抜粋 -
▼
驚異の伝染力
これは先の三話とは別の病気です。
更に遡って、私がいたいけな大学二回生だった頃の話です。
夏休み前のある日。
微熱が出て、掌と足の裏に小さい水泡がたくさんできて、足の裏は体重が掛かると痛くなりました。
なんだろうなと思い、下宿の大家さんに教えてもらって近所の内科へ。
診察の結果。
「これ、手足口病。保育園児とか小さい子がなる病気」
おじいちゃん先生、大爆笑。
大学生にもなって手足口病とかマジウケるんですけどwww
手足口病が許されるのは幼稚園児までだよねwww的なノリで笑われました。
「口はなんともないんですけど」
「手足だけの場合もあるんですよ」
「移る病気ですよね? 大学、しばらく休んだ方がいいですか?」
「大学生には普通、移らないから、別に休まなくていいですよ。あ、でも、キスとか飲み物の回し飲みはやめて下さい」
「登校してもいいんですね?」
「いいですよ。滅多にないけど、凄い高熱が出たら、また来て下さいね」
ベテラン内科医には大丈夫と言われたものの、潰れた水泡から小さい子に移ると心配なので、症状が消失するまで、電車、バス、エスカレーターの手すりには触らず、大学でもなるべく共用の物に触らないようにして過ごしました。
微熱のだるさもさることながら、体重が掛かると足の裏が痛いのが地味に辛かったです。
大学には行きましたが、ピーク時は、歩くどころか立つのもイヤな痛さ。
例えて言うなら、ミニチュアサイズの画鋲が無数に刺さった状態。足の裏の接地面がすべて痛い。
お分かりいただけるだろうか。
夏休み。
弟が軽いノリで切り出しました。
「高校で手足口病っていうのがめっちゃ流行った」
「お前の高校は幼稚園か」
「違う違う、聞いてくれ」
弟が実際に目撃したことと、弟の同級生が部活や委員会、塾関係、更に各属性の保護者ネットワークなどを駆使して集めた情報を要約したところ、以下の流れが判明したそうです。
弟の高校での発生源は、隣のクラスの男子生徒A。
A君は、手足口病の症状があるにも拘らず、普通に登校して、普通に水泳の授業に参加。体育の授業はニ学級合同なので、A君のクラスだけでなく、私の弟のクラスでも蔓延。
あの冷たい洗体槽とは何だったのか。
A君は、幼稚園児の弟Bから感染。
B君は、幼稚園で同級生Cから感染。
C君は、手足口病の症状があるにも拘らず、普通に登園して、プールに参加。
弟の同級生の情報網で辿れた感染源は、幼稚園児のC君までです。
「友達、何者? 探偵?」
「さぁ? 知らん」
C君が幼稚園のプールで同級生に拡散し、幼稚園の同級生B君から兄の高校生A君に家庭内感染し、A君が高校のプールで同学年に感染を拡大させ、A君経由で私の弟に感染し、私は夏休み前の日曜にちょっと実家に寄った際、弟から感染した模様。
弟→私は恐らく、その日の昼、ガラス鉢に氷水とそうめんを入れ、家族みんなで取り分けて食べたので「そうめんの水を介した経口感染」だと思います。
会った時、弟は症状がすべて治まった後でしたが、ウイルスの排出は続いていた模様。
▲
データ項目
▼
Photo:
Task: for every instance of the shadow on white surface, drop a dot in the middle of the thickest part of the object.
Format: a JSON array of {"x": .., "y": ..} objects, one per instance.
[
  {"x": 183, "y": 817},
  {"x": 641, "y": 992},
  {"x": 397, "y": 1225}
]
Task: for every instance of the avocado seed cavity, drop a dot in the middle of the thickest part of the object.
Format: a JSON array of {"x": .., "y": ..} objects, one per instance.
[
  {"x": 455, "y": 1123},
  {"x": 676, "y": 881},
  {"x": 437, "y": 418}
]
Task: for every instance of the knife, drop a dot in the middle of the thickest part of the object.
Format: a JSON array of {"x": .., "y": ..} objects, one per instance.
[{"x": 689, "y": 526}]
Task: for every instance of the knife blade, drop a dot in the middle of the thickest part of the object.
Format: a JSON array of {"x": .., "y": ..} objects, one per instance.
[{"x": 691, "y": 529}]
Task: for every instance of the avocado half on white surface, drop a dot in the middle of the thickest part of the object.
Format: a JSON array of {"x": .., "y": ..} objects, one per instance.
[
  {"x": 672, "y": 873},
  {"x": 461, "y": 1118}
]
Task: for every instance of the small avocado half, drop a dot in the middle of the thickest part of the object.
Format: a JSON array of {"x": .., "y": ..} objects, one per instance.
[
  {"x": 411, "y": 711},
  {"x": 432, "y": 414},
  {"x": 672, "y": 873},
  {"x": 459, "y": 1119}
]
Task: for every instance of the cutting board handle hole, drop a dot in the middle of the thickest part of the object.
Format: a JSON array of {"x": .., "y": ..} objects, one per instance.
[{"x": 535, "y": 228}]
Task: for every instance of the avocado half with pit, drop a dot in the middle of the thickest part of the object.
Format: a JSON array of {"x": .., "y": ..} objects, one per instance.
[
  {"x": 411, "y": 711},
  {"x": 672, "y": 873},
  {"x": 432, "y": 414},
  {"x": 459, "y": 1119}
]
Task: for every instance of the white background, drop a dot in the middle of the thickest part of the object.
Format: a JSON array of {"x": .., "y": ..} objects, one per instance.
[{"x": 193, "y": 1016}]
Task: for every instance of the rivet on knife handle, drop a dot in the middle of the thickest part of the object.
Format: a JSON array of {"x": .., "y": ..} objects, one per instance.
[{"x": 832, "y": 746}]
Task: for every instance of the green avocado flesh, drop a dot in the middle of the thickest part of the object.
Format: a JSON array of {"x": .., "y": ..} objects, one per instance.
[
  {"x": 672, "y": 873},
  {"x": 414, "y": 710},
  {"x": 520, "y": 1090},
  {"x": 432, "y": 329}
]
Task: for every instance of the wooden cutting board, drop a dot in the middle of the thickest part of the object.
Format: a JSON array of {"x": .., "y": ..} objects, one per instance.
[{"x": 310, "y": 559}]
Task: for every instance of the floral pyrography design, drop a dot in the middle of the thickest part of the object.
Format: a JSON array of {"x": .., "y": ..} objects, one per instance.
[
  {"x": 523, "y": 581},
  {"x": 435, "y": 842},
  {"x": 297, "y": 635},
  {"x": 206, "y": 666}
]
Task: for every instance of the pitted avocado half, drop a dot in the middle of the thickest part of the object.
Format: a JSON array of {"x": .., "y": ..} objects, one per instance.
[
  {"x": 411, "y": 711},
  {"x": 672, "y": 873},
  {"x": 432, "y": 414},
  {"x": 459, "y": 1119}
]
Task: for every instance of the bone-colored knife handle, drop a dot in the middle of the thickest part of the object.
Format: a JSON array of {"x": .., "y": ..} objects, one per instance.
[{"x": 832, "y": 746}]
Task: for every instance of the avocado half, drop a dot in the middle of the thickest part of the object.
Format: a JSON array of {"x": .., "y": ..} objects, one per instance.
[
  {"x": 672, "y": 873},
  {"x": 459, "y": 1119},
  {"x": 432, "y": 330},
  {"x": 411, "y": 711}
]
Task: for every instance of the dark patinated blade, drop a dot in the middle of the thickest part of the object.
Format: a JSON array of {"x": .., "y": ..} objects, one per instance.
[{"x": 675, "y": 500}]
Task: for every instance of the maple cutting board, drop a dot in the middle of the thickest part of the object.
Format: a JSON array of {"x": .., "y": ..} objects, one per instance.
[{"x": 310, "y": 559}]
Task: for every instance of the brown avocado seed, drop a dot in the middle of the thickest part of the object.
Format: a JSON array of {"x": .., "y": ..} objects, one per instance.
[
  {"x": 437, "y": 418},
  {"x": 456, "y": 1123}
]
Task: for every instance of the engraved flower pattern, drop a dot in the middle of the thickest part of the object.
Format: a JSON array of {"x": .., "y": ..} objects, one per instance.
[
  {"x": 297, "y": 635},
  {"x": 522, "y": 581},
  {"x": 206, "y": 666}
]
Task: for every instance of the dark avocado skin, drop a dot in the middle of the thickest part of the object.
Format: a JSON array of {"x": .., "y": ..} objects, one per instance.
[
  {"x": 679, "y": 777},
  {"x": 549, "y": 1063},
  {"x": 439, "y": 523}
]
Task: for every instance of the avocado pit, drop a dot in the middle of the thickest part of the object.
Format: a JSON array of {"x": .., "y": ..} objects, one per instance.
▲
問題 -
手足口病の体験談で、筆者は弟からどのような経路で感染したと考えていますか。

記述回答 -
そうめんの水を介した経口感染だと考えています。